- **What the task requires**:
Would it be possible to quote, exactly and in full, the lines from the one with "of the gray" through the end of the entries below?

★ ★ ★ ★ ★

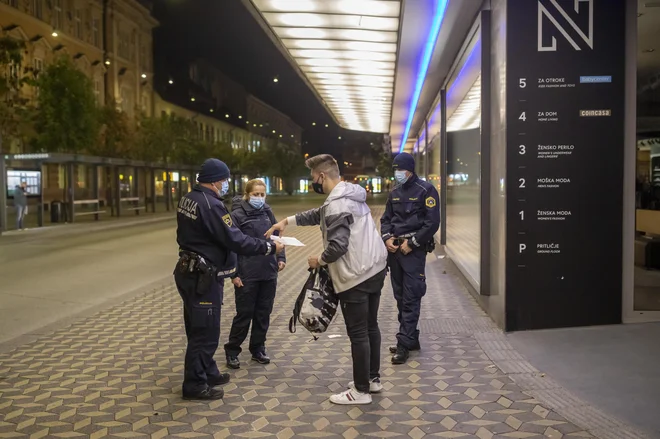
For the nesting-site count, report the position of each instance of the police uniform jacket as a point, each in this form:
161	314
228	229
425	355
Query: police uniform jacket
205	227
255	223
412	212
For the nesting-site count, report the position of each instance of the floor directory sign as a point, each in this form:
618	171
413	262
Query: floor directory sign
565	140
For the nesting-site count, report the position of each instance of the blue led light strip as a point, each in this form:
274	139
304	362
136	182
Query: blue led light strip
441	8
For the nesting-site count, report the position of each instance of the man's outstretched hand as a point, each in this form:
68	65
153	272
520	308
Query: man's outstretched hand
279	227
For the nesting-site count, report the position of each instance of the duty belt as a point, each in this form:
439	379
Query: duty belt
407	235
226	273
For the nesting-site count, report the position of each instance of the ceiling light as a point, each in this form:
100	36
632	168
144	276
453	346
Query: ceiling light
424	66
346	49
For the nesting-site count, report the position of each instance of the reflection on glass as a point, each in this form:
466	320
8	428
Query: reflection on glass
647	250
463	200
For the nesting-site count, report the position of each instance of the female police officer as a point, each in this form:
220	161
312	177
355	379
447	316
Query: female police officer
255	281
208	242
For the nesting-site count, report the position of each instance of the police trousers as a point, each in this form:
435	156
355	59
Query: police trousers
359	306
408	275
254	304
201	316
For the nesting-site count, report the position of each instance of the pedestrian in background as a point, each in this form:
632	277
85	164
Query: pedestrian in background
20	204
255	281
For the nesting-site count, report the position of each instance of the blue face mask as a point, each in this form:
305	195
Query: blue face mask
257	202
223	189
400	177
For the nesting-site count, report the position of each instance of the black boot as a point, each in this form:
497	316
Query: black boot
417	347
207	394
401	355
223	378
261	358
233	363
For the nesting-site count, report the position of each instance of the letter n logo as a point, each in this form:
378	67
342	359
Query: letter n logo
580	8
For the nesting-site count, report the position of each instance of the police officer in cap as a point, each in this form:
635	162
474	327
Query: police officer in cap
208	242
412	216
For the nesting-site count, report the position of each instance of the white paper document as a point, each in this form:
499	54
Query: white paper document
287	240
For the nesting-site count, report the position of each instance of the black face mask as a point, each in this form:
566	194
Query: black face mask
318	188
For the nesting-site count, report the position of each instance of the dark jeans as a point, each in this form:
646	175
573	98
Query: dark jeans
201	316
408	275
359	305
254	304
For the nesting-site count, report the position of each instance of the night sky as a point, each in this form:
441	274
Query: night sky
227	35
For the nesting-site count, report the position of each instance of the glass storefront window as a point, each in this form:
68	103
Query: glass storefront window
647	204
463	209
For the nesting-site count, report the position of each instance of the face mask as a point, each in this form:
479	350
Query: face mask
318	187
257	202
400	177
224	189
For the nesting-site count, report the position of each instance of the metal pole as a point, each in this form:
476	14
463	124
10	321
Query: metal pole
168	190
443	167
40	210
3	190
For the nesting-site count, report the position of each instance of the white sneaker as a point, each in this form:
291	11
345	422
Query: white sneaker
351	397
374	386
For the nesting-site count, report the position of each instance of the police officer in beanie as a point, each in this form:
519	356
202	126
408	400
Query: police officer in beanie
208	242
412	216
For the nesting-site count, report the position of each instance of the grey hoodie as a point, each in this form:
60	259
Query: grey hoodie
353	249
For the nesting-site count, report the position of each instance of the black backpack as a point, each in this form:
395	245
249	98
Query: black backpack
317	303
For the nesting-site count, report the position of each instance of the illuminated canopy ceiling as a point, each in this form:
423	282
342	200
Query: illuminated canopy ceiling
346	49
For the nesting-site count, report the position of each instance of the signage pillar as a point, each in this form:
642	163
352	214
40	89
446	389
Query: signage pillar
565	144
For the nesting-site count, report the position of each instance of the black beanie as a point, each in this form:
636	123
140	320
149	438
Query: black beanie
212	171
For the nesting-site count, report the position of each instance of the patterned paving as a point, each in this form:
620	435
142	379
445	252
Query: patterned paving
118	374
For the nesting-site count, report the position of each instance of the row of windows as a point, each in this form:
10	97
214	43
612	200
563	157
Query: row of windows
82	22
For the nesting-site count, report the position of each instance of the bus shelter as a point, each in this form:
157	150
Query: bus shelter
65	188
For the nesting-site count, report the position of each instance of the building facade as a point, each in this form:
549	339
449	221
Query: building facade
110	41
268	121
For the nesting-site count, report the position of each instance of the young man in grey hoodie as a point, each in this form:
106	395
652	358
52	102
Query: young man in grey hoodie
356	258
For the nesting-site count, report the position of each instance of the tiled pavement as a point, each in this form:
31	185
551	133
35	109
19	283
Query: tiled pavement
118	374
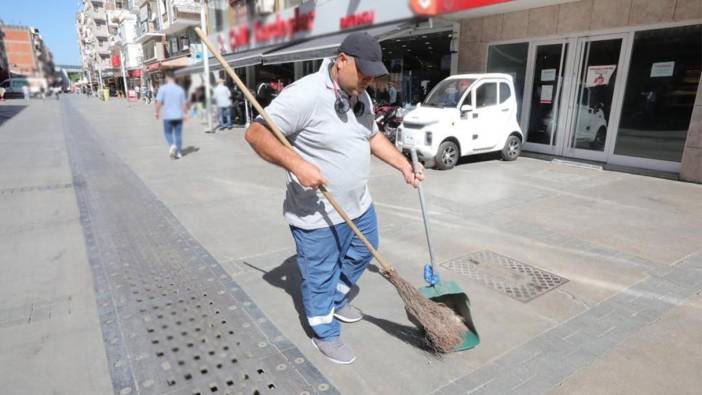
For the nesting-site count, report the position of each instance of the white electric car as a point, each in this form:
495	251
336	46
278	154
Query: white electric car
464	115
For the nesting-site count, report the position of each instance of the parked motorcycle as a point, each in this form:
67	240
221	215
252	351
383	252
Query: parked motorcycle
389	118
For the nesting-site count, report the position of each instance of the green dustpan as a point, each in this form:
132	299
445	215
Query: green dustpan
448	293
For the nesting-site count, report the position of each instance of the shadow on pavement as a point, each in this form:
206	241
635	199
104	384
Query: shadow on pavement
9	111
189	150
408	334
287	277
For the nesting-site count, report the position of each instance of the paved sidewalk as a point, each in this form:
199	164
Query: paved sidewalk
624	251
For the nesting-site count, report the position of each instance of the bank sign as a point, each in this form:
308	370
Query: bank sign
310	20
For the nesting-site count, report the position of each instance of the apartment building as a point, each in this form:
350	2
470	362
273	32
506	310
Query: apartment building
94	41
24	54
126	52
165	33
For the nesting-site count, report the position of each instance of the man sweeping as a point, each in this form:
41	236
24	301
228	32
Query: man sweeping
328	118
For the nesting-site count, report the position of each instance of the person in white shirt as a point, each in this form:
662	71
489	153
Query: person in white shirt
223	101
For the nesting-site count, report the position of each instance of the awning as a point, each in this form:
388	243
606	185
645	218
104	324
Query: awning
235	60
175	63
326	46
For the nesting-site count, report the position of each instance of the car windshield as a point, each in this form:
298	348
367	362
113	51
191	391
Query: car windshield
448	93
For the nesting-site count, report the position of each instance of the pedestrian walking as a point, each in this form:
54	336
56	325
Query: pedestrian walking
172	107
331	118
223	100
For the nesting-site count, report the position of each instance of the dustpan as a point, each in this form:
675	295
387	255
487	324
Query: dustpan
449	292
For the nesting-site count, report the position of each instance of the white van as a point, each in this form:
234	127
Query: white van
13	86
464	115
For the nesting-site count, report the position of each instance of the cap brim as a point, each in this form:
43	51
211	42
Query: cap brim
370	68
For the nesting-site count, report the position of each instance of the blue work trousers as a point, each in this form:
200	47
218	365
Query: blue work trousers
331	260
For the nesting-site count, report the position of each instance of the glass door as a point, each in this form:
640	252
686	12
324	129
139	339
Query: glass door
595	94
543	104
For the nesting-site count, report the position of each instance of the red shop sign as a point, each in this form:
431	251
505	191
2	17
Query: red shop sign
438	7
278	29
153	66
358	19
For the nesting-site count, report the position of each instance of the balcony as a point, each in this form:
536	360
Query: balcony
183	14
147	30
101	31
155	53
103	50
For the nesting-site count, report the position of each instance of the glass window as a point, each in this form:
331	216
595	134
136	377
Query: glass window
660	93
219	20
173	45
448	92
505	92
545	95
468	100
510	59
486	95
184	43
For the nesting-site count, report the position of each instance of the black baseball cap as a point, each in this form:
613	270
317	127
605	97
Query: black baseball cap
366	50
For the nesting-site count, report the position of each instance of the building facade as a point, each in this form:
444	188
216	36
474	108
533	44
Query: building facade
94	41
24	54
611	81
165	33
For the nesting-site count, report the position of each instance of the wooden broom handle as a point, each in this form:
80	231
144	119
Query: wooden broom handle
387	267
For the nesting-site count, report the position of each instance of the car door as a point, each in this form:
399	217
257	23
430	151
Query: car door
487	118
462	127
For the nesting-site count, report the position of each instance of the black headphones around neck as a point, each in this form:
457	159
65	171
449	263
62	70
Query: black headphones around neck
341	104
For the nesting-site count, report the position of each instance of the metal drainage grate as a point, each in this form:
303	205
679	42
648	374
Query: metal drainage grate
516	279
173	321
11	191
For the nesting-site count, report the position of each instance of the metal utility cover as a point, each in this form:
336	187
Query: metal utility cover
504	274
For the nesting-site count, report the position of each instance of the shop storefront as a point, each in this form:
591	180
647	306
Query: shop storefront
618	95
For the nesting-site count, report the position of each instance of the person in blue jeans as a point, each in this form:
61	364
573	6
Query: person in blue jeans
223	99
172	107
328	118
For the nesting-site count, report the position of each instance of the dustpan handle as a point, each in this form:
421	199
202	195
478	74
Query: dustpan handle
422	204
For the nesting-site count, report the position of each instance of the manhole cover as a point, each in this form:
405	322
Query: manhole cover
509	276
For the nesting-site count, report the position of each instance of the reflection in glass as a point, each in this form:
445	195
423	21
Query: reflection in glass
510	59
660	93
545	98
595	92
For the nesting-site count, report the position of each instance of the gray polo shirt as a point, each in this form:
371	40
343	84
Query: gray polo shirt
339	145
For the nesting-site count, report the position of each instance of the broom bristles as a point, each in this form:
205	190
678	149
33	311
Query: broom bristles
443	328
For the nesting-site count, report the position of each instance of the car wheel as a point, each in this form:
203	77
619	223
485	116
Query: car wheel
447	155
512	149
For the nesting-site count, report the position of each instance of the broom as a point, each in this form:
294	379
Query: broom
443	328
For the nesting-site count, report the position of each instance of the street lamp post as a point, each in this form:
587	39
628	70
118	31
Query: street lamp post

★ ★ ★ ★ ★

- **Correct response**:
For the nesting-site count, report the position of each instance of the gray polo shirt as a point, each in this form:
371	40
343	84
Query: gray polo shirt
339	145
For the nesting-site count, report the position of each instance of the broom bristles as a point, each in this form:
205	190
678	149
33	311
Query: broom bristles
443	328
For the nesting-site count, report the position of each instance of the car wheel as a point, each in this form:
203	77
619	223
485	116
Query: car wheel
447	155
512	149
For the nesting-site count, report the position of each instance of the broom as a point, each in this form:
294	379
Query: broom
443	328
For the nesting-site count, report the position of each instance of the street lamp post as a point, each in this form:
587	39
628	70
118	31
Query: street lamp post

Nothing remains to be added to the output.